*** Dataset excerpts

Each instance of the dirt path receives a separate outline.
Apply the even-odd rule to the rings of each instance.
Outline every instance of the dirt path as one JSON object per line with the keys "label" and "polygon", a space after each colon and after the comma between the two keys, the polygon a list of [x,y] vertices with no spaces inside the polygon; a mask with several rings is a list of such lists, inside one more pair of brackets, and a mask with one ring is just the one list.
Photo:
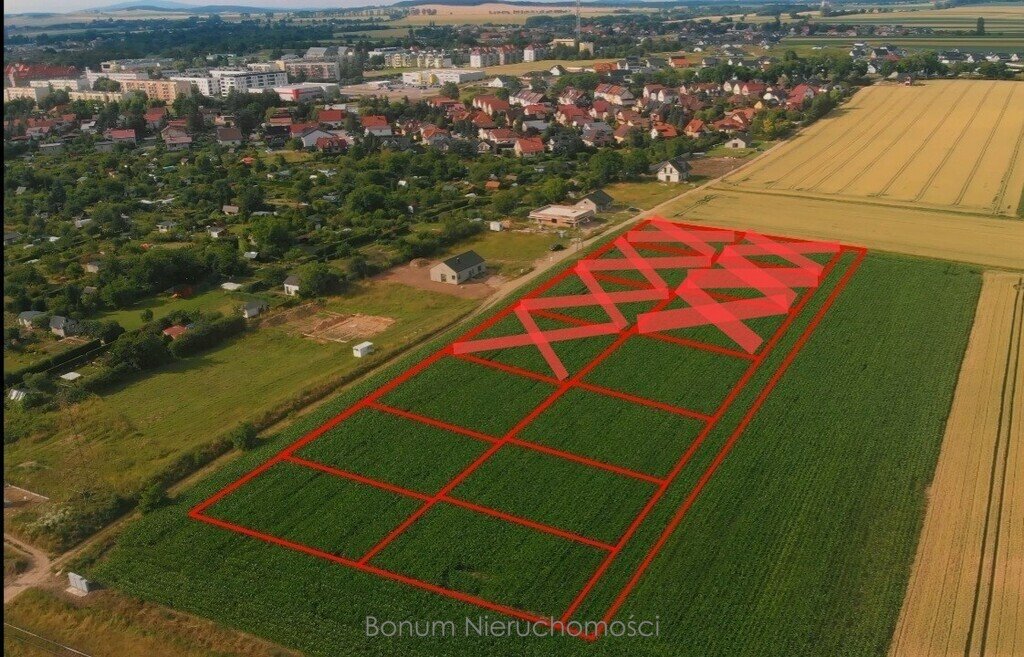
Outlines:
{"label": "dirt path", "polygon": [[1024,278],[986,272],[890,657],[1024,654]]}
{"label": "dirt path", "polygon": [[24,552],[32,559],[28,570],[12,577],[10,583],[4,582],[4,604],[7,604],[25,589],[39,586],[49,580],[52,563],[45,552],[28,543],[23,543],[10,534],[4,534],[4,542]]}

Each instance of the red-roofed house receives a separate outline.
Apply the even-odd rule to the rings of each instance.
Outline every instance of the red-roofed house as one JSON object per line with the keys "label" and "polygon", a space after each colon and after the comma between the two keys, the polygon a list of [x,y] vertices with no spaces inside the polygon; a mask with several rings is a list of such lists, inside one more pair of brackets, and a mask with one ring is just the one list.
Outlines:
{"label": "red-roofed house", "polygon": [[473,107],[489,116],[504,114],[511,109],[511,105],[497,96],[477,96],[473,99]]}
{"label": "red-roofed house", "polygon": [[599,84],[594,89],[594,98],[603,98],[609,103],[616,105],[625,105],[634,100],[633,94],[629,92],[629,89],[620,87],[617,84]]}
{"label": "red-roofed house", "polygon": [[171,340],[177,340],[188,332],[188,327],[182,324],[173,324],[163,330],[163,334]]}
{"label": "red-roofed house", "polygon": [[679,131],[670,123],[655,123],[651,126],[651,139],[673,139],[679,136]]}
{"label": "red-roofed house", "polygon": [[513,149],[519,157],[533,157],[544,152],[544,142],[540,137],[517,139]]}
{"label": "red-roofed house", "polygon": [[114,142],[115,144],[134,144],[135,143],[135,129],[134,128],[114,128],[107,130],[107,139]]}
{"label": "red-roofed house", "polygon": [[686,124],[686,127],[683,128],[683,133],[687,137],[692,137],[694,139],[696,139],[697,137],[700,137],[702,134],[704,134],[707,131],[708,131],[707,125],[703,121],[701,121],[700,119],[692,119],[689,123]]}
{"label": "red-roofed house", "polygon": [[160,124],[164,122],[165,118],[167,118],[167,108],[150,107],[146,110],[146,114],[144,116],[146,119],[146,127],[150,130],[155,130],[156,128],[159,128]]}
{"label": "red-roofed house", "polygon": [[388,123],[386,116],[375,114],[361,116],[359,117],[359,124],[363,127],[363,131],[367,135],[374,135],[377,137],[390,137],[392,135],[391,124]]}
{"label": "red-roofed house", "polygon": [[340,109],[322,109],[317,112],[316,120],[321,125],[328,125],[332,128],[340,127],[345,122],[345,117],[348,116],[345,110]]}
{"label": "red-roofed house", "polygon": [[321,153],[343,153],[348,142],[341,137],[317,137],[316,149]]}

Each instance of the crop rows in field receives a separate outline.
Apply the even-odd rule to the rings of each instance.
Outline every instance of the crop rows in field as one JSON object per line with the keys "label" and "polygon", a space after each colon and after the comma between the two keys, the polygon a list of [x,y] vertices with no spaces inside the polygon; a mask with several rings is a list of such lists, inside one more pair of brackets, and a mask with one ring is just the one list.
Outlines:
{"label": "crop rows in field", "polygon": [[[822,292],[829,286],[826,282]],[[880,657],[903,599],[978,286],[977,272],[961,265],[877,253],[864,260],[621,608],[624,617],[659,616],[661,633],[655,639],[605,637],[595,646],[577,640],[367,637],[367,615],[452,619],[461,627],[467,606],[186,517],[192,505],[326,422],[395,376],[396,369],[301,419],[270,444],[131,526],[90,574],[106,585],[322,657],[582,657],[595,648],[641,657],[752,657],[763,654],[764,646],[802,657]],[[806,312],[815,308],[812,303]],[[792,329],[803,327],[798,320]],[[783,341],[777,349],[789,346]],[[689,353],[679,352],[680,368]],[[621,553],[621,568],[609,569],[578,617],[600,617],[614,600],[646,546],[657,540],[733,432],[774,362],[708,434],[664,503],[652,510]],[[510,403],[511,396],[488,394],[497,400],[494,414],[503,414],[501,404]],[[453,462],[471,457],[481,446],[486,449],[448,432],[399,424],[376,411],[353,421],[359,422],[358,435],[325,433],[323,440],[330,442],[313,442],[302,456],[322,460],[336,455],[332,464],[357,464],[395,485],[432,489],[453,469],[442,467],[434,456],[443,454],[446,445],[456,454]],[[522,437],[660,477],[680,441],[698,430],[694,419],[572,390]],[[372,436],[388,442],[375,445],[368,439]],[[412,445],[418,450],[408,449]],[[397,458],[392,447],[407,453]],[[382,462],[389,460],[386,455],[395,463]],[[533,485],[531,479],[525,487]],[[311,512],[315,515],[321,506],[326,504]],[[481,593],[500,589],[508,599],[554,607],[565,602],[556,589],[577,586],[580,569],[594,563],[590,559],[596,550],[589,546],[492,523],[458,507],[436,509],[422,534],[411,530],[421,545],[465,532],[467,545],[475,547],[453,558],[440,549],[414,552],[396,545],[390,557],[395,565],[454,587],[475,587]],[[288,510],[298,515],[295,507]],[[294,522],[296,531],[313,531]],[[332,531],[340,535],[343,530]],[[488,532],[495,538],[486,546]],[[456,545],[453,541],[447,552]],[[529,570],[540,552],[546,555],[545,570]],[[497,554],[514,563],[494,559]]]}
{"label": "crop rows in field", "polygon": [[[190,515],[516,618],[573,620],[597,592],[605,610],[586,613],[610,621],[788,366],[785,349],[799,349],[862,257],[647,222]],[[685,286],[670,293],[684,278],[706,280],[700,294],[718,310],[694,313]],[[659,309],[697,323],[640,333]],[[752,330],[762,337],[743,349],[719,335]],[[702,451],[748,386],[762,392],[734,419],[734,437]],[[698,452],[700,465],[688,465]],[[691,497],[661,537],[632,545],[684,470]],[[636,554],[618,560],[627,546]]]}
{"label": "crop rows in field", "polygon": [[1014,216],[1024,187],[1024,85],[877,86],[727,179],[762,193],[875,199]]}
{"label": "crop rows in field", "polygon": [[1022,284],[985,274],[891,657],[1024,645]]}

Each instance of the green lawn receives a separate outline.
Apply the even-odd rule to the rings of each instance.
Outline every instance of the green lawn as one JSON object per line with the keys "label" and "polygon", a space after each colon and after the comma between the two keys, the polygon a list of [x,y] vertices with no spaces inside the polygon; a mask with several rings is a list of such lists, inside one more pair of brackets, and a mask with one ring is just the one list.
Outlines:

******

Work order. What you write should match the entries exactly, except that the pictures are dropped.

Your response.
Each instance of the dirt path receives a separate outline.
Apply the even-odd rule to the rings of each instance.
Outline every instance of the dirt path as one JSON object per line with the keys "label" and "polygon", a space after each colon and after the comma between the two keys, the polygon a list of [x,y] vertices with no spaces inside the polygon; a mask with several rings is a list of such lists, inside one more pair of brackets, and a mask with one ring is just the one list.
Photo:
Outlines:
{"label": "dirt path", "polygon": [[1024,278],[986,272],[890,657],[1024,654]]}
{"label": "dirt path", "polygon": [[24,552],[32,559],[28,570],[12,577],[10,583],[4,582],[4,604],[7,604],[25,589],[39,586],[49,580],[52,563],[45,552],[28,543],[23,543],[10,534],[4,534],[4,542]]}

Each instance of the red-roofed house receives a separate outline.
Apply the even-odd rule to the rings of each instance.
Outline every instance of the red-roofed house as one JSON object per line with the keys "label" and "polygon", a space after each colon and after the comma between the two keys, the polygon a list of [x,y] vertices with no spaces inside the polygon; a mask with several rings is a list of such lists, inside one more pair of brackets, and a mask with one ring is just the one list.
Outlines:
{"label": "red-roofed house", "polygon": [[473,107],[489,116],[504,114],[511,109],[511,105],[497,96],[477,96],[473,99]]}
{"label": "red-roofed house", "polygon": [[599,84],[594,89],[594,98],[603,98],[609,103],[616,105],[625,105],[634,100],[633,94],[629,92],[629,89],[620,87],[617,84]]}
{"label": "red-roofed house", "polygon": [[171,340],[177,340],[188,332],[188,327],[182,324],[173,324],[163,330],[163,334]]}
{"label": "red-roofed house", "polygon": [[679,131],[670,123],[655,123],[651,126],[651,139],[673,139],[679,136]]}
{"label": "red-roofed house", "polygon": [[513,149],[519,157],[533,157],[544,152],[544,142],[540,137],[517,139]]}
{"label": "red-roofed house", "polygon": [[114,142],[115,144],[134,144],[135,143],[135,129],[134,128],[114,128],[107,130],[107,139]]}
{"label": "red-roofed house", "polygon": [[686,124],[686,127],[683,128],[683,133],[687,137],[692,137],[694,139],[696,139],[697,137],[700,137],[702,134],[704,134],[707,131],[708,131],[707,125],[703,121],[701,121],[700,119],[692,119],[689,123]]}
{"label": "red-roofed house", "polygon": [[160,124],[164,122],[165,118],[167,118],[167,108],[150,107],[146,110],[146,114],[144,116],[146,119],[146,127],[150,130],[155,130],[156,128],[159,128]]}
{"label": "red-roofed house", "polygon": [[388,123],[386,116],[375,114],[361,116],[359,117],[359,124],[363,127],[363,131],[367,135],[374,135],[377,137],[390,137],[392,135],[391,124]]}
{"label": "red-roofed house", "polygon": [[340,109],[322,109],[317,112],[316,120],[321,125],[328,125],[332,128],[340,127],[345,122],[345,117],[348,116],[345,110]]}
{"label": "red-roofed house", "polygon": [[321,153],[343,153],[348,142],[341,137],[317,137],[316,149]]}

Each instance of the crop rows in field receives a separate outline.
Apply the even-odd rule to the rings of each instance.
Outline every instance of the crop rows in field as one JSON object per line with the keys "label" and "polygon", a space after each colon and after the comma between the two keys, the polygon a list of [x,y] vertices with no spaces inside the polygon; a mask with several rings is a list of such lists, inside one more pair of brackets, and a mask with one ring is just the one list.
Outlines:
{"label": "crop rows in field", "polygon": [[[822,292],[829,286],[826,282]],[[880,657],[903,599],[978,286],[977,272],[961,265],[877,253],[864,260],[621,608],[624,617],[659,616],[661,633],[655,639],[605,637],[595,646],[577,640],[367,637],[367,615],[452,619],[461,627],[467,606],[186,517],[192,505],[326,422],[395,376],[396,369],[301,419],[270,444],[131,526],[90,574],[106,585],[322,657],[582,657],[595,648],[641,657],[752,657],[763,654],[764,646],[802,657]],[[806,312],[815,308],[812,303]],[[792,329],[803,327],[798,320]],[[783,341],[777,349],[789,346]],[[689,353],[679,352],[680,368]],[[621,553],[621,568],[609,569],[578,617],[600,617],[614,600],[646,546],[657,540],[733,432],[774,362],[708,434],[664,503],[652,510]],[[510,403],[511,396],[488,394],[497,400],[494,414],[503,414],[501,404]],[[453,462],[471,457],[481,446],[486,449],[448,432],[399,424],[376,411],[353,421],[359,422],[358,435],[325,433],[323,440],[330,442],[313,442],[302,456],[322,460],[336,455],[332,464],[357,464],[395,485],[432,489],[453,469],[442,467],[434,456],[443,454],[446,445],[456,454]],[[522,437],[660,477],[680,441],[698,430],[694,419],[572,390]],[[372,436],[388,442],[375,445],[368,439]],[[412,445],[418,450],[408,449]],[[397,458],[392,447],[407,453]],[[382,462],[389,460],[386,455],[395,463]],[[533,485],[531,479],[525,487]],[[311,512],[315,515],[321,506],[326,504]],[[481,593],[500,589],[508,599],[554,607],[565,602],[556,589],[577,586],[580,569],[594,563],[590,559],[596,550],[589,546],[492,523],[458,507],[436,509],[422,534],[411,530],[421,545],[465,532],[467,545],[475,547],[453,558],[440,549],[414,552],[396,545],[390,557],[395,565],[454,587],[475,587]],[[288,510],[298,515],[295,507]],[[294,522],[296,531],[313,531]],[[332,531],[340,535],[343,530]],[[488,532],[495,538],[486,546]],[[456,545],[453,541],[447,552]],[[529,570],[540,552],[546,555],[545,570]],[[497,554],[514,563],[494,559]]]}
{"label": "crop rows in field", "polygon": [[[190,515],[516,618],[573,620],[597,592],[605,610],[586,613],[610,621],[788,366],[785,349],[799,349],[862,257],[647,222]],[[685,286],[670,293],[684,278],[706,280],[700,294],[718,310],[694,313]],[[659,309],[697,323],[640,333]],[[752,330],[762,337],[743,349],[719,335]],[[702,451],[748,386],[762,392],[734,419],[734,437]],[[698,452],[700,465],[688,465]],[[691,497],[661,537],[632,545],[684,470]],[[636,554],[618,560],[627,546]]]}
{"label": "crop rows in field", "polygon": [[1014,216],[1024,187],[1024,85],[877,86],[727,179],[762,193],[875,199]]}
{"label": "crop rows in field", "polygon": [[1022,284],[985,274],[891,657],[1024,645]]}

Each instance of the green lawn receives a separate outline.
Apply the even-odd rule to the rings of each instance.
Outline every instance of the green lawn as one JSON object per line with the keys "label" and "polygon", a space after each colon and after the comma between the two keys, the polygon a list of [x,y] vertices with no spaces inside the polygon; a mask with several rings is a list of such lists, inside one more pair of brackets, and a mask with one ring is just the one list.
Outlines:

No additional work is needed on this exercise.